# Fire Belly Toad question



## Mack&Cass (Jan 25, 2010)

We have four fire bellied toads...two European (_Bombina bombina_) and two Oriental (_Bombina orientalis_). The four of them live in a 10-gallon tank that is 3/4 water 1/4 cocofibre. One of the orientals has really cloudy eyes, to the point that they're white. At first we thought they were just like that because she was going to shed, but it's been like this for 2-3 weeks. We do regular partial water changes and none of the other are showing these symptoms. Here are some pictures of her:







This is her with another one just to show the difference in the eyes:






And some pictures of their enclosure:


















When we first got her she was very obese but we trimmed her down. I've heard that excess fat can cause deposits in the cornea. Is this what we are seeing? Or is it something like cataracts or just old age?
Any thoughts?


----------



## mike12348 (Jan 25, 2010)

Mack&Cass said:


> When we first got her she was very obese but we trimmed her down. I've heard that excess fat can cause deposits in the cornea. Is this what we are seeing?Any thoughts?


I think i remember reading something like this on a different thread at another forum...if it would help at all i can try and find it.


----------



## <3exoticpets (Jan 26, 2010)

I would recommend separating that toad from the others, as cloudy eyes are generally a sign of illness and you would not want to infect the others, if it is indeed contagious.  It could be a localized infection, or possibly be caused by something in the tank (generally water).  This species tends to produce a lot of waste and so 25% water change weekly and 100% monthly is advised.  Are they new, or have you had them a while?
-.-.-
SET OF TASKS
- 1) According to the fire-bellied toad thread, how long has the oriental toad's eyes been cloudy?
- 2) Extend the fire-bellied toad thread beyond its last post.
-.-.-
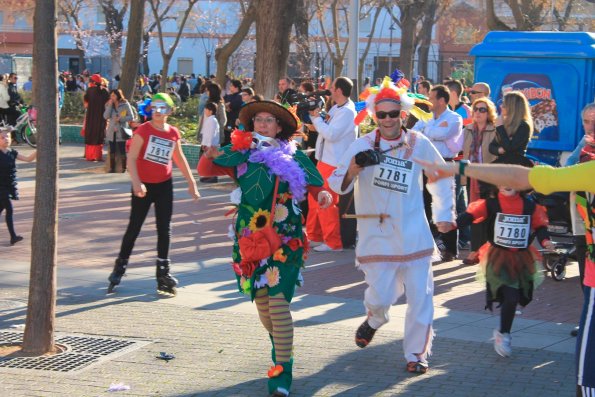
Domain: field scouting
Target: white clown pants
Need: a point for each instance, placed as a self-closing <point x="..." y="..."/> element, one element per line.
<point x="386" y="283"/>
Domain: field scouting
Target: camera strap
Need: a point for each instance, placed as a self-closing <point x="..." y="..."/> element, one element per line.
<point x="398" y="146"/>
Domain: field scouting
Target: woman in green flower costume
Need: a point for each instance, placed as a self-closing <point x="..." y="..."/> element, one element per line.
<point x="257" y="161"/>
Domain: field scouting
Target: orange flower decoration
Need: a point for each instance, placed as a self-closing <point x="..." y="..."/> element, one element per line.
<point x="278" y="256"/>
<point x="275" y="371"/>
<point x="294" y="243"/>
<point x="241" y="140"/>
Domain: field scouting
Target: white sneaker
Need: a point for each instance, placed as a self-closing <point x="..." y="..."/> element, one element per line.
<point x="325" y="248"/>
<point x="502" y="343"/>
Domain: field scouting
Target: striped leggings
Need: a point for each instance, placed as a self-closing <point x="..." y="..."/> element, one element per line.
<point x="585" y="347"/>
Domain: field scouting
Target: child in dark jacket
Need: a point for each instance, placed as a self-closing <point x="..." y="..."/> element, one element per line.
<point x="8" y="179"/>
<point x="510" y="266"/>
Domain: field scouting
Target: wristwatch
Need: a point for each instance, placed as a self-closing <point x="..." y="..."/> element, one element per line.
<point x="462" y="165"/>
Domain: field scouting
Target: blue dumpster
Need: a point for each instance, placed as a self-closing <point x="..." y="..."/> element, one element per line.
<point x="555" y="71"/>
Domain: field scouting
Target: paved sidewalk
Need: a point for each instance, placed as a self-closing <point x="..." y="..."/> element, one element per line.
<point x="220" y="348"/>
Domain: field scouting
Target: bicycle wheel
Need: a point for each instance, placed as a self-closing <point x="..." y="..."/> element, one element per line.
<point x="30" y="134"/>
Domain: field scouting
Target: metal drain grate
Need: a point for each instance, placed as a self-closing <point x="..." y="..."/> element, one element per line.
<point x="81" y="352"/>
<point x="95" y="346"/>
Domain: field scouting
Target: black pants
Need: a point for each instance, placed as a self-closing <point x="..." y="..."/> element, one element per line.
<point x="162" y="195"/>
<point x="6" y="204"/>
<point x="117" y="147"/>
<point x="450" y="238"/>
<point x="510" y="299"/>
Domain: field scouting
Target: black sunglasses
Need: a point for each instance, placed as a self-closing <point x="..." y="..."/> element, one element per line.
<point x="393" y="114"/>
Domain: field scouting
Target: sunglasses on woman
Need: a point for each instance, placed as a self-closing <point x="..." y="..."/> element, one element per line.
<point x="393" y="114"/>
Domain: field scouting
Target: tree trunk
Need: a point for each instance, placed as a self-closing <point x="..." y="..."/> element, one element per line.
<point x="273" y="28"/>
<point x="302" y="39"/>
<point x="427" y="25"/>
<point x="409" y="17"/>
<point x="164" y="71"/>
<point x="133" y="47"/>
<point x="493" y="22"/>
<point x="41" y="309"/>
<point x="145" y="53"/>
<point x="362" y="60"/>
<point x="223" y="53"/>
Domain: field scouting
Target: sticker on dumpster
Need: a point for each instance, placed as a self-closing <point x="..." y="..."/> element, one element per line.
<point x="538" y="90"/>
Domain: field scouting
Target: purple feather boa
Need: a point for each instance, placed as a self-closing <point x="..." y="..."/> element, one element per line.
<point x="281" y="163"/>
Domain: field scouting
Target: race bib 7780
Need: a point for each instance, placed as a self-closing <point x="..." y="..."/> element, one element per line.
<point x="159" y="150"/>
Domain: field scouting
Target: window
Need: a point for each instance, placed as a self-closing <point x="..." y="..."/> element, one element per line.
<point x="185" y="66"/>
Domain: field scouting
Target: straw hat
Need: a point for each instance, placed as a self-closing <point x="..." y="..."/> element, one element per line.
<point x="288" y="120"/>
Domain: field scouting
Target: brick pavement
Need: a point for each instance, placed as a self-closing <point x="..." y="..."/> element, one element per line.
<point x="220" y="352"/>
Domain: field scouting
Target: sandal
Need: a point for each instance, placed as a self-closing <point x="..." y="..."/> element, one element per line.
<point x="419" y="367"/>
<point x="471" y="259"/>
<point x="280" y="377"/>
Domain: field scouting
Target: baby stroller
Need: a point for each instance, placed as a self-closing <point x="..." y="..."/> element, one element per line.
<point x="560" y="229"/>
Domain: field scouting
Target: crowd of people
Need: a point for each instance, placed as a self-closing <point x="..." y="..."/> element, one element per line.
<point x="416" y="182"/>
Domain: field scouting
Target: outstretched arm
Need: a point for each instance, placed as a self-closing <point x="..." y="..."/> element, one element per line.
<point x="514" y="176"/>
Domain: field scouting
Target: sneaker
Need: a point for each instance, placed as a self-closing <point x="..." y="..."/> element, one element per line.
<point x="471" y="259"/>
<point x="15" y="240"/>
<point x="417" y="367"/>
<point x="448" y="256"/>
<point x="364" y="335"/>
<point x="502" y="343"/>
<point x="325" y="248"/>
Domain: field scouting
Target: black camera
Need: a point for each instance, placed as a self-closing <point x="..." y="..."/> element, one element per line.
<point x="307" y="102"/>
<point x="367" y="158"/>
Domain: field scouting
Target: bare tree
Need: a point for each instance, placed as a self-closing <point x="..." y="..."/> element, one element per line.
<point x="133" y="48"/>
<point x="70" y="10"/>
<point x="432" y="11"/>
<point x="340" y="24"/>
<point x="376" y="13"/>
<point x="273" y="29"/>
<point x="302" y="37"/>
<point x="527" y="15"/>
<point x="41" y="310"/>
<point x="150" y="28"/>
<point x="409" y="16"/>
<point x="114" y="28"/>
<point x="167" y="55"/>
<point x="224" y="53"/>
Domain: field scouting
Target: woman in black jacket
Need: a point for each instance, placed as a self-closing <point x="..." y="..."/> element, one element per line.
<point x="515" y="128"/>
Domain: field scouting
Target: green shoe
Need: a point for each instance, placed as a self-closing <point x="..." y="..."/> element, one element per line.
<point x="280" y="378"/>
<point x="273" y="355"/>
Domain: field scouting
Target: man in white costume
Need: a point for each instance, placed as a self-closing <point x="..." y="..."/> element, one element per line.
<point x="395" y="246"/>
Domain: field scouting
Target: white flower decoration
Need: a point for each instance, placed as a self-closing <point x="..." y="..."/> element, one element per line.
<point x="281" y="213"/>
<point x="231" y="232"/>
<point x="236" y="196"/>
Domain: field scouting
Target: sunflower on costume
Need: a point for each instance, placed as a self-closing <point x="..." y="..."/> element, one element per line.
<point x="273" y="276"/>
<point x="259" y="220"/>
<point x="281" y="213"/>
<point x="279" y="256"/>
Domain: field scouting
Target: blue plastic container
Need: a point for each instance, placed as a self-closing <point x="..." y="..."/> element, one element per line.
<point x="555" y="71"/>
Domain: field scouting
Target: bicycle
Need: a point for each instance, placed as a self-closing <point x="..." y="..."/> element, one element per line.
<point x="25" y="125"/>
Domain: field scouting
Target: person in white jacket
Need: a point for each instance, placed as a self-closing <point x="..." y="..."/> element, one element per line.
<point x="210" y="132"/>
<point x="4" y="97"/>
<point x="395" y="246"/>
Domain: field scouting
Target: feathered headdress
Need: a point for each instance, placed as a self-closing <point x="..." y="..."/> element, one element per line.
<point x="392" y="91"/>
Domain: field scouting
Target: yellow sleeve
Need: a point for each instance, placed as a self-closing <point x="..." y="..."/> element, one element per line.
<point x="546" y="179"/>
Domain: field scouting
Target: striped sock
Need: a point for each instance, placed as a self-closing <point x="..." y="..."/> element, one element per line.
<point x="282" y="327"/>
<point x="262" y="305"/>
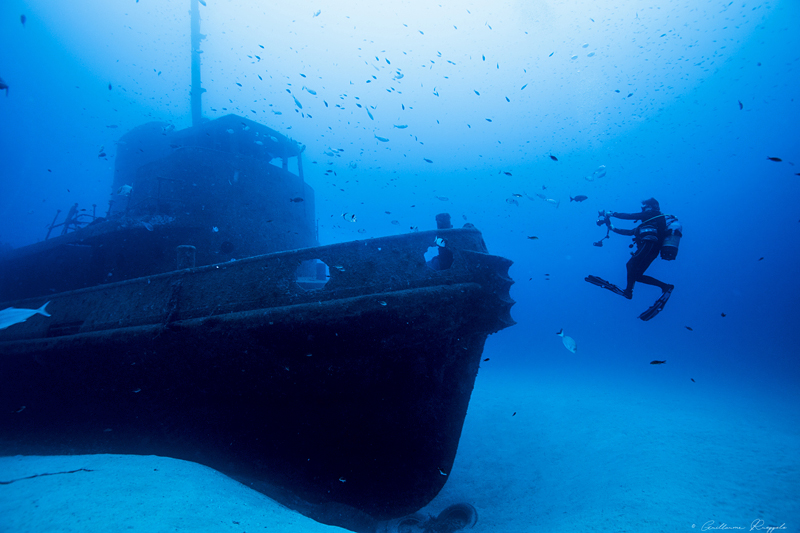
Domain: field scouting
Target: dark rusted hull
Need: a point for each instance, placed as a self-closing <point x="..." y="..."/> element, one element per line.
-.-.-
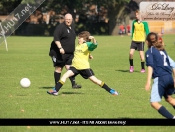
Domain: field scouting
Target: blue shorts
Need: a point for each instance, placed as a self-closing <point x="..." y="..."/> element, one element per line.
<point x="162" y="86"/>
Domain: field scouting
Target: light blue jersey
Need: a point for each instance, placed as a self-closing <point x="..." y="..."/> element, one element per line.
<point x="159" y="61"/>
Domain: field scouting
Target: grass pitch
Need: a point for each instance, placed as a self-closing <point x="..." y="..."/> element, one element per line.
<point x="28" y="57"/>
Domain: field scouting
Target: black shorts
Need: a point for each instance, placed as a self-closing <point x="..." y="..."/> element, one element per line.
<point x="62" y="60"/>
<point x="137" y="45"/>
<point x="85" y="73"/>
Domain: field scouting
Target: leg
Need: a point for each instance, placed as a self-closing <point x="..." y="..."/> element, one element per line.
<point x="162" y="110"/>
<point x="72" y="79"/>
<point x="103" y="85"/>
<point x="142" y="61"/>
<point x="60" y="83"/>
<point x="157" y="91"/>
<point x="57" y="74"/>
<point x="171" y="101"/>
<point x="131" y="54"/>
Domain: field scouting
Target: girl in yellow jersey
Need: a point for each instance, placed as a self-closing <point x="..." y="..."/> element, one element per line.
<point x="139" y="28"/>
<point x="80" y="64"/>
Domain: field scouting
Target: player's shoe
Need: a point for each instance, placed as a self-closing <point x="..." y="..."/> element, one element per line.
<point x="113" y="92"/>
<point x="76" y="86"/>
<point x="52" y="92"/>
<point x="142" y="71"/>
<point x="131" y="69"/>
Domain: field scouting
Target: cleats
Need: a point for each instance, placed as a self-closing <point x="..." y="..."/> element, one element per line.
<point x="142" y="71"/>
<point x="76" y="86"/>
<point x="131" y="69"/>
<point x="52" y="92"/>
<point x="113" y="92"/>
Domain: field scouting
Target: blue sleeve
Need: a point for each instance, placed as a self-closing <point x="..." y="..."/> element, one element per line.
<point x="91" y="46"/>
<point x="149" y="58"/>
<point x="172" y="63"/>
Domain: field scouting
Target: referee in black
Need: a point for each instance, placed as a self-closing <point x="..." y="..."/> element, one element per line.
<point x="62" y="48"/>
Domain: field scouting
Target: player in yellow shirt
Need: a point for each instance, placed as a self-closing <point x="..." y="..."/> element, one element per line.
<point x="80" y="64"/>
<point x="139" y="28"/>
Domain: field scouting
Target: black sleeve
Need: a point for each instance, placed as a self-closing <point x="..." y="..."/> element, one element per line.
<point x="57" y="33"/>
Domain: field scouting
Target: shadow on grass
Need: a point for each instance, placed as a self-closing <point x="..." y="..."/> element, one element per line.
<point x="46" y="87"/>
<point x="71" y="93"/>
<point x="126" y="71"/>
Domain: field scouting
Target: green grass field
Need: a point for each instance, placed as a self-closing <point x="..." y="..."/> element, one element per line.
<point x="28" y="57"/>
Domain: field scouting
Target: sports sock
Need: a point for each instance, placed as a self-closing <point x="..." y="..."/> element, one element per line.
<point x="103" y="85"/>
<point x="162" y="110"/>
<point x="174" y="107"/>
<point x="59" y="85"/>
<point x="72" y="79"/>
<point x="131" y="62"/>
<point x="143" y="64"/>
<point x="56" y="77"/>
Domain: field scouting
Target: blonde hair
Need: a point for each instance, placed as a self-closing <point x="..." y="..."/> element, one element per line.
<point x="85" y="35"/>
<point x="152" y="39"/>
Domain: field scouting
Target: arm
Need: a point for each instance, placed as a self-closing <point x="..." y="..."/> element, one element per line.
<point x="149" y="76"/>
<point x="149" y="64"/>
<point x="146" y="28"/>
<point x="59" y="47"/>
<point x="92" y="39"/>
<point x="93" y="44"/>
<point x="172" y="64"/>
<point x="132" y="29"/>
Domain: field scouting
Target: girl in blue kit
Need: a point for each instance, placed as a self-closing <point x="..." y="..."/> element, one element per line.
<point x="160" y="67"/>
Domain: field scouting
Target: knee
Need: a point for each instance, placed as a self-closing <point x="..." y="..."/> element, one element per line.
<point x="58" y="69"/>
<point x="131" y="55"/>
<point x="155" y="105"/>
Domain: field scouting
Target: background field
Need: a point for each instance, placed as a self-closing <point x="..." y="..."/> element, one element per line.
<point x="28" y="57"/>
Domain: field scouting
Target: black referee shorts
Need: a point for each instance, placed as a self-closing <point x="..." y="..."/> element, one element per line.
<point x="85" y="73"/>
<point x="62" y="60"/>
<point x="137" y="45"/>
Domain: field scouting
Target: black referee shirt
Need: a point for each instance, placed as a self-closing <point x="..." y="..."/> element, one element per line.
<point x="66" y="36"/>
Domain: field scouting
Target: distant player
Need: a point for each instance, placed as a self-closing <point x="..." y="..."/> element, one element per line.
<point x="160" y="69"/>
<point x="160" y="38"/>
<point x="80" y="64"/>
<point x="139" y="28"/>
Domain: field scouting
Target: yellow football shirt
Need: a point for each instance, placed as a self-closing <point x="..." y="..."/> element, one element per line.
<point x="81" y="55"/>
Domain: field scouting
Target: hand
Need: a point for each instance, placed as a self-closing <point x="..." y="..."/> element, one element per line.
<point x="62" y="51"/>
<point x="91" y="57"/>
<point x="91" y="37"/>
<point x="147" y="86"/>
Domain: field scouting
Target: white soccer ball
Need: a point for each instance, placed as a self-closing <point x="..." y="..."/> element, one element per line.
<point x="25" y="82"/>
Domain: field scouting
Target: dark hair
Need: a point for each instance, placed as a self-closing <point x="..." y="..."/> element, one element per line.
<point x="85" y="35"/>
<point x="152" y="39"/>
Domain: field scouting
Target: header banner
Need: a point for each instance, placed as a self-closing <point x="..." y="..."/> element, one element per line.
-.-.-
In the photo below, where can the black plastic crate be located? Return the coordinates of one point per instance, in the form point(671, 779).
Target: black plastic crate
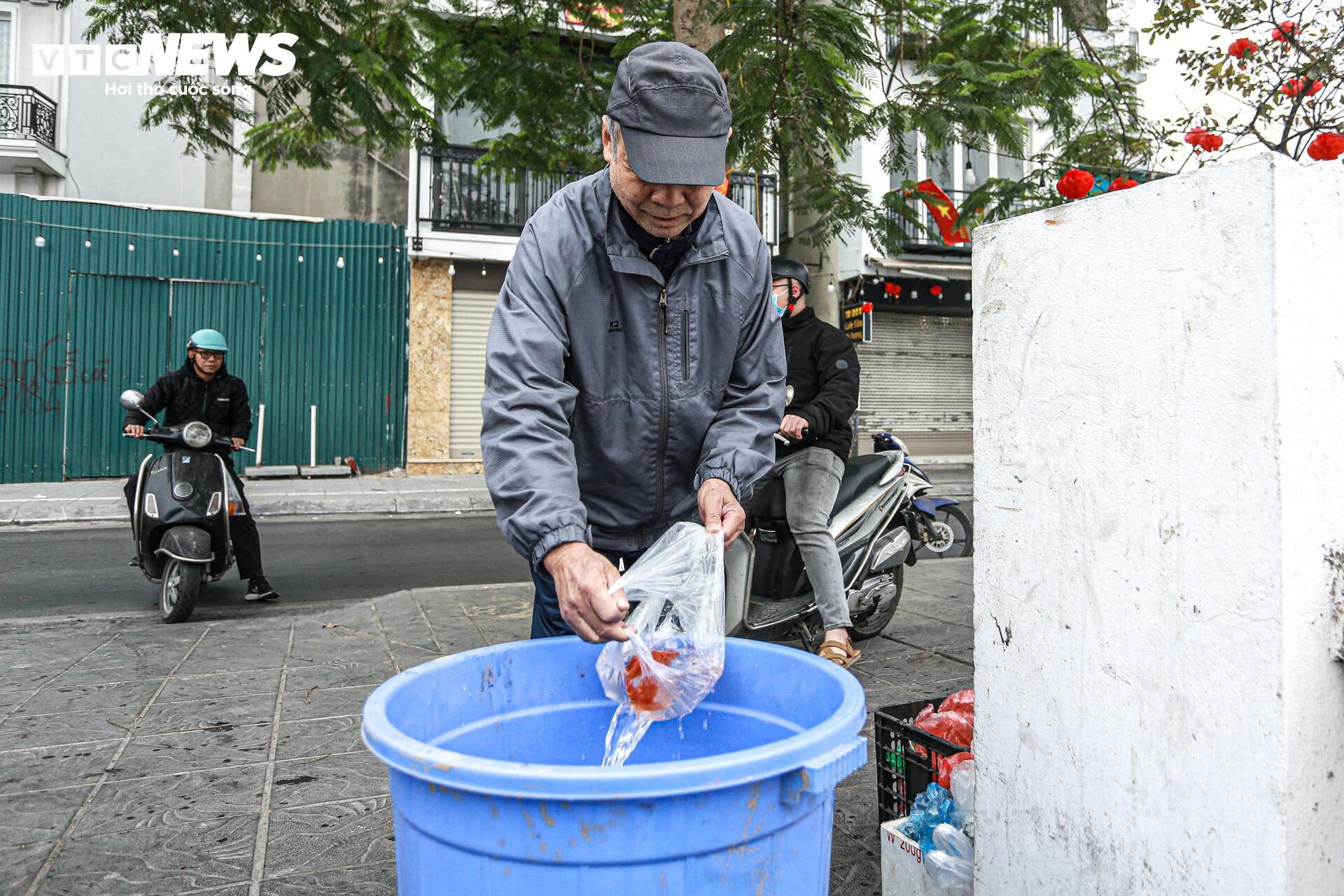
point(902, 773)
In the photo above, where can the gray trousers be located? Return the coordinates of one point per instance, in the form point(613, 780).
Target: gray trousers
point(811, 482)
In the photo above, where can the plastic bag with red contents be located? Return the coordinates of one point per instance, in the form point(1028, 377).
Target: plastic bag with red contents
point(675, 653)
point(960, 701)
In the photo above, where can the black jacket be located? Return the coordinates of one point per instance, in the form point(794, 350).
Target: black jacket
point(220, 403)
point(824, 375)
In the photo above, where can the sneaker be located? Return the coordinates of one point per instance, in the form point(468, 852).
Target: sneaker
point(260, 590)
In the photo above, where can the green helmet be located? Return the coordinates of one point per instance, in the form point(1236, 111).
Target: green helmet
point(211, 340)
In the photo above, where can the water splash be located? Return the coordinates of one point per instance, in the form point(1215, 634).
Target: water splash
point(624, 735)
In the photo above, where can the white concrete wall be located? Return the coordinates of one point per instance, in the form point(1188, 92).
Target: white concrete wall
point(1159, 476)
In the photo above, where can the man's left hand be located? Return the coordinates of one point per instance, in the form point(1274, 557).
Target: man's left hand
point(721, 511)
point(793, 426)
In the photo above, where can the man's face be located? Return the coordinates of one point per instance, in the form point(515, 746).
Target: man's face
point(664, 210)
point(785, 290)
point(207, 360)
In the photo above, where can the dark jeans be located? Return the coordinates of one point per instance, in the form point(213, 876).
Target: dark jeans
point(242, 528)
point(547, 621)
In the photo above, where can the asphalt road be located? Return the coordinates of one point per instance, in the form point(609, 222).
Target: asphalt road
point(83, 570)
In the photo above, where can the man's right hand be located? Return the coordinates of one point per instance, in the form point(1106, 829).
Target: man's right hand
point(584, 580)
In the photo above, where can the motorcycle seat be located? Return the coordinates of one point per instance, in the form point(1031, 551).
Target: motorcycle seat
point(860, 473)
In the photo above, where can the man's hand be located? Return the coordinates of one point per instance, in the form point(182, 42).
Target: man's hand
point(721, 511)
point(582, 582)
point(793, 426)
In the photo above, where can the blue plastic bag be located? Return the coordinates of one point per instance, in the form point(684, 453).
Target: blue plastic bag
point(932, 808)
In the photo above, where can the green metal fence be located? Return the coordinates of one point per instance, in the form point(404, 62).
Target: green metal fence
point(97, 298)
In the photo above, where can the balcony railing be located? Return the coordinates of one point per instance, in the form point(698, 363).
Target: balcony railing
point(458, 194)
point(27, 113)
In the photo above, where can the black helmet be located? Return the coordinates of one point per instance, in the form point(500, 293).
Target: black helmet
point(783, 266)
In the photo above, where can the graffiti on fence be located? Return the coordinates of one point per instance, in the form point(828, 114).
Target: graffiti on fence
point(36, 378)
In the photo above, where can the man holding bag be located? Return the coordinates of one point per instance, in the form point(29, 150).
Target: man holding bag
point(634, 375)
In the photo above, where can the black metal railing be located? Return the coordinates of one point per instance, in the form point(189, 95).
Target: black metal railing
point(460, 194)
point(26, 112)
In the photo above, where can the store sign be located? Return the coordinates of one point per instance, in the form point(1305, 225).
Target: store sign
-.-.-
RESULTS OF THE EXERCISE
- 1) 2-3 weeks.

- 2)
----------



## Mack&Cass (Jan 26, 2010)

I do regular water changes. We have had them for a while, the eyes are a recent development. We got the two orientals at the same time, in October. If it is indeed contagious, they both have it.
Mackenzie


----------



## <3exoticpets (Jan 27, 2010)

A lot of problems in herps result as a result of husbandry issues (it can be difficult to simulate a natural environment).  I think it might help to move them to a slightly larger enclosure if you are housing 4 to start.  Also, if one had it and now 2 have it, I would separate them out, as it is likely contagious, or somewhere in the enclosure.  If it is an infection there is a possibility you may need antibiotics from a vet that specializes in herps.


----------



## Obelisk (Jan 27, 2010)

IMO it could be corneal lipidosis. This can happen from a combination of too much food, foods that are high in fat, and not enough physical activity. 

It could have been a result of how her previous owners kept her, since you say that she was obese when you first got her. It's all just an educated guess on my part though.

They look awesome btw. Even though I don't keep frogs anymore, I still find them to be very fascinating.


----------



## Mack&Cass (Jan 27, 2010)

<3exoticpets - only one of the toads has the infection or whatever it is. I think Mackenzie just meant because we got the two of them at the same time, if she has it and it's contagious, then the other oriental should have it. And even the two european ones since we got the orientals in October and she didn't have that problem then. We also plan on having only the four of them, we don't want anymore.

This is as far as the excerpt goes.